**What is needed**
Identify every line in the material that includes the word "seat", and copy each one. Case counts.

BEGIN Extracted records

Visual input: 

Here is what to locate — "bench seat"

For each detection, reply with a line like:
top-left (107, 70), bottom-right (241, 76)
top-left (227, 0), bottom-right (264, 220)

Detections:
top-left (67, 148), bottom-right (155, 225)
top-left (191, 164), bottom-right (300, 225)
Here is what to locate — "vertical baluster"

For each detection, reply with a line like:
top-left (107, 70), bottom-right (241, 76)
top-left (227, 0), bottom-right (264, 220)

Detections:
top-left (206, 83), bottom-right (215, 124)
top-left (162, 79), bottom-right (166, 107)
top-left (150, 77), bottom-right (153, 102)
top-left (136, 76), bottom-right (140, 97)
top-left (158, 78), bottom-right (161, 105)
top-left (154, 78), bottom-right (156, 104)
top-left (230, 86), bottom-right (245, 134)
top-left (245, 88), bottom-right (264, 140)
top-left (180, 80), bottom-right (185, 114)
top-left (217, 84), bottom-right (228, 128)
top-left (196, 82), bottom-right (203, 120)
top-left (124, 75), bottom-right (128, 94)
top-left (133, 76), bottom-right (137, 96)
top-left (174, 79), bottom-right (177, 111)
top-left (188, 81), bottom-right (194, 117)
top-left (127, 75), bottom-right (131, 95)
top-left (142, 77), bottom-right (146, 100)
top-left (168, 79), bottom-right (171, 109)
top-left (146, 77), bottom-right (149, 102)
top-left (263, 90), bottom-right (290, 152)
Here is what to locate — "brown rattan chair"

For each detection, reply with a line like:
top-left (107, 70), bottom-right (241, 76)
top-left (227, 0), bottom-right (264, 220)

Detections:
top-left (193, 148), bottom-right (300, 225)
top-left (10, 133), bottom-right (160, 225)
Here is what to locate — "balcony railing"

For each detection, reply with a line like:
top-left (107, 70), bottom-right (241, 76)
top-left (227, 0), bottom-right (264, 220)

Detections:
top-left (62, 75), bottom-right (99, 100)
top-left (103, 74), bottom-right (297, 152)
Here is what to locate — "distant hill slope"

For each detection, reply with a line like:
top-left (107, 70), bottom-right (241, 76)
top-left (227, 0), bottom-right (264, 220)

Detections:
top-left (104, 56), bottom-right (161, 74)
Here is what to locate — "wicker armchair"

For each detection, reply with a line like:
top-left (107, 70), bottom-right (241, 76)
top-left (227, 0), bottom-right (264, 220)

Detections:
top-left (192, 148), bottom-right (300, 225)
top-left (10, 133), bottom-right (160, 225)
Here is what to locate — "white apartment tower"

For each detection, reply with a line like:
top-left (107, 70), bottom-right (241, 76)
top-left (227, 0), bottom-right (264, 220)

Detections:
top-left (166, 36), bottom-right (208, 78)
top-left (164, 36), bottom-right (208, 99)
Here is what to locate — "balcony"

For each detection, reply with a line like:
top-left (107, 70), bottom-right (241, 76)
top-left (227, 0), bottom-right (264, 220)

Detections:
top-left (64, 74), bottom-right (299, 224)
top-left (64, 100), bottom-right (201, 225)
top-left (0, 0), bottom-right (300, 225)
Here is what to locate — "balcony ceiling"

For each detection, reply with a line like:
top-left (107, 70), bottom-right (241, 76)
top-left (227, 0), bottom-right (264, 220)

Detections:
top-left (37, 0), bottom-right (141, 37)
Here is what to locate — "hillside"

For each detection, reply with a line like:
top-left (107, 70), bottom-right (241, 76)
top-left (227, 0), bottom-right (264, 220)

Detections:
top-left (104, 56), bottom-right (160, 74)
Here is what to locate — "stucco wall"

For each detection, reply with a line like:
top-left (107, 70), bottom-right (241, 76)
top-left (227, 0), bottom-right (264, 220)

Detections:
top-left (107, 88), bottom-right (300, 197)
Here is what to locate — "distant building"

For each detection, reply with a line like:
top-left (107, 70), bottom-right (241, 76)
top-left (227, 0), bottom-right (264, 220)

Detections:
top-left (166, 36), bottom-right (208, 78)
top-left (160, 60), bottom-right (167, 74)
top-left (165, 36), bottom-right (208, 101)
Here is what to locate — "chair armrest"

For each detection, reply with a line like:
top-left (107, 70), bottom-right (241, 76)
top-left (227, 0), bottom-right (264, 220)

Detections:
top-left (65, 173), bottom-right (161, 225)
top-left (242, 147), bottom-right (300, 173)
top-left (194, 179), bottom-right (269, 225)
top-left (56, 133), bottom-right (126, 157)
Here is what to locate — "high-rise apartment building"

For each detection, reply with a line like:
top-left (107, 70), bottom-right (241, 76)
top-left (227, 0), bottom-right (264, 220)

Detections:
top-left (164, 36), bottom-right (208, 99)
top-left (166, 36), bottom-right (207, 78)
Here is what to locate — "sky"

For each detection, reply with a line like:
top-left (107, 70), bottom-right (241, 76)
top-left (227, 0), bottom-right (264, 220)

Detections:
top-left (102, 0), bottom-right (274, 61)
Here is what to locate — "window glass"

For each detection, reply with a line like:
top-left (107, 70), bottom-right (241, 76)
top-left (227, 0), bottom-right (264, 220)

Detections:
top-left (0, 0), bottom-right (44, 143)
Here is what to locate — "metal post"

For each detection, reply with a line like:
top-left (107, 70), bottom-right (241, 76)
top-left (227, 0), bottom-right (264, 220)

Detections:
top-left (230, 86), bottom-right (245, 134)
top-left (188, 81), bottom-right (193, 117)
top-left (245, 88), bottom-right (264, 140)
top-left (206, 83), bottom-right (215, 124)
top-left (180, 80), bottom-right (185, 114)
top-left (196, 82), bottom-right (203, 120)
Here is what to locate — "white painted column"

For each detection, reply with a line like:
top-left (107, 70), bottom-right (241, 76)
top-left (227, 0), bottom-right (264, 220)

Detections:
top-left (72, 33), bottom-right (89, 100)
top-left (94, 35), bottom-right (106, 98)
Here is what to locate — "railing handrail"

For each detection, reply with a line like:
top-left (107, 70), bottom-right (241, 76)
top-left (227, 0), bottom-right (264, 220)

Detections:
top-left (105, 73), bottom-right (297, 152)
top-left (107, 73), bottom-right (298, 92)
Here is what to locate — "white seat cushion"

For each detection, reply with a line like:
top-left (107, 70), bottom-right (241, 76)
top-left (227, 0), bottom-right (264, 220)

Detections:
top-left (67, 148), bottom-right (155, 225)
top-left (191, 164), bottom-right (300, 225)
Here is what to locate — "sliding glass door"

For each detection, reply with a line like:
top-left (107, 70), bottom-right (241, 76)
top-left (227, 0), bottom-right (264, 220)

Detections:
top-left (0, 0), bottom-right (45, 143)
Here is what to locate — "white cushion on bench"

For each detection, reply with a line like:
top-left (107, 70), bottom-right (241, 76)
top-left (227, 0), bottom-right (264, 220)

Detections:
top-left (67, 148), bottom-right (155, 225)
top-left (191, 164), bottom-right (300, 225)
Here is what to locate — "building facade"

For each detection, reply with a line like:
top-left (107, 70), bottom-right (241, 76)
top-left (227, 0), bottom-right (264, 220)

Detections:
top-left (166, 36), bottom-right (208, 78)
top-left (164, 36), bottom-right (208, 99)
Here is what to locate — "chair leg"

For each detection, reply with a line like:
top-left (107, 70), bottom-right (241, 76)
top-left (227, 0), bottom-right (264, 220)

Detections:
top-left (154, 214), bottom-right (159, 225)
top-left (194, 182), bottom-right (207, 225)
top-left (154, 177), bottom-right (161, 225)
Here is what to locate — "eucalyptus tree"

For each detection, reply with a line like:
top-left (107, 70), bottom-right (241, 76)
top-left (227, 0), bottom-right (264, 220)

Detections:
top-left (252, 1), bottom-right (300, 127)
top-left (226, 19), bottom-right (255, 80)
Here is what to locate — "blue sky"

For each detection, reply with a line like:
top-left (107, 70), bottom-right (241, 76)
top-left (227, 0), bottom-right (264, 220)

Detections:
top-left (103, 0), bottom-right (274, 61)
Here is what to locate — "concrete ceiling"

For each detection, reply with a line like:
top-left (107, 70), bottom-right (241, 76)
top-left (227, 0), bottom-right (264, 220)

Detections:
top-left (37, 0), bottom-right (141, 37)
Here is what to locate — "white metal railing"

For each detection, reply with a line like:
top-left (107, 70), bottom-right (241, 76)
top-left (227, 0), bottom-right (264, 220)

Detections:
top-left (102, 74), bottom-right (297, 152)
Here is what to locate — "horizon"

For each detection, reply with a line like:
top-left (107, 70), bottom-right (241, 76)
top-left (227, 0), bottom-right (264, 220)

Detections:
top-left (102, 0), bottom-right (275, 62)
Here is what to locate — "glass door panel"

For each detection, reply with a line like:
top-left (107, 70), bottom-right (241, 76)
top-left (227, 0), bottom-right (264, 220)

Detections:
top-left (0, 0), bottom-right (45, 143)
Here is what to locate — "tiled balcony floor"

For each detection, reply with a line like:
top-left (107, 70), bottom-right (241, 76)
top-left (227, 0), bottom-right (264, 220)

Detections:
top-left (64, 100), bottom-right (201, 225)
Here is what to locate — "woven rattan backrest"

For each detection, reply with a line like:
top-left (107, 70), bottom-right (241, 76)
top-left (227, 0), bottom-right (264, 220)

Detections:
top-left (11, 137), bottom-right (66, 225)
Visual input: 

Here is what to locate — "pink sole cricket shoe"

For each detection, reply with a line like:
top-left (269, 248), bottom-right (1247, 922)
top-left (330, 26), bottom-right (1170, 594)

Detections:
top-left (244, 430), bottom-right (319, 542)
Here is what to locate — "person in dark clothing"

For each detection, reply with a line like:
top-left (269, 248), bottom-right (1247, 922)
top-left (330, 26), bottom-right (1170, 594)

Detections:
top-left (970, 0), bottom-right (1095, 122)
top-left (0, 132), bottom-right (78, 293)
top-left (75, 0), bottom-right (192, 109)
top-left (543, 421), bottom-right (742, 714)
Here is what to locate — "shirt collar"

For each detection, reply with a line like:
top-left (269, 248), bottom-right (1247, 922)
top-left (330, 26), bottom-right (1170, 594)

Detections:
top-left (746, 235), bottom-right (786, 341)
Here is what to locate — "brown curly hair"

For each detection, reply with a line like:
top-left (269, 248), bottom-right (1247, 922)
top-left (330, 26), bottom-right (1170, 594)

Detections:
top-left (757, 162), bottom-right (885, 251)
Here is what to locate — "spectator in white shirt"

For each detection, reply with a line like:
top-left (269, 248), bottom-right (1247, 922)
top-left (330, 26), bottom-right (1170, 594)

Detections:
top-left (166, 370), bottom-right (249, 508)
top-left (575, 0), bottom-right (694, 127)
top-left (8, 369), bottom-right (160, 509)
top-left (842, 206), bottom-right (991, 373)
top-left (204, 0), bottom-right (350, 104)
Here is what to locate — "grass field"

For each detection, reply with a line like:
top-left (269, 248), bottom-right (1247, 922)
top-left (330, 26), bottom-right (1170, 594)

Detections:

END Extracted records

**Written answer**
Here is what to locate — "bench seat"
Here is what to locate — "white seat cushion"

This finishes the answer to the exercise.